__Exercise instructions__. Retype every one of the records below line for line, keeping each character as it appears.

__Listing__.
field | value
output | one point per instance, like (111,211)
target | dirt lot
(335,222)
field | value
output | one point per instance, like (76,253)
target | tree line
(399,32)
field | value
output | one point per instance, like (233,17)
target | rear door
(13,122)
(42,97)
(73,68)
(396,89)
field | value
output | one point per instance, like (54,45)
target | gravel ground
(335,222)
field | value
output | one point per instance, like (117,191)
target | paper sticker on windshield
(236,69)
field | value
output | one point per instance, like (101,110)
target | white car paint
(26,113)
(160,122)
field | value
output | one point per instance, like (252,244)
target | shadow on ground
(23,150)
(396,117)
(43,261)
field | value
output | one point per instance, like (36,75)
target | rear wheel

__Exercise output__.
field | value
output | one point per instance, like (111,211)
target | dirt lot
(335,222)
field | value
output | one point per instance, like (76,253)
target | tree line
(399,32)
field | value
output | one point per instance, like (233,17)
target | rear door
(13,122)
(42,97)
(73,68)
(396,89)
field | value
output | one point per instance, like (54,45)
target | gravel ground
(335,222)
field | value
output | one point per instance, like (117,191)
target | paper sticker on windshield
(236,69)
field | value
output | one point per instance, like (101,110)
target | white car paint
(26,113)
(160,122)
field | value
output | one point per instance, like (252,244)
target | shadow on ground
(23,150)
(396,117)
(43,261)
field | value
output | one point per instance, like (36,75)
target | rear wheel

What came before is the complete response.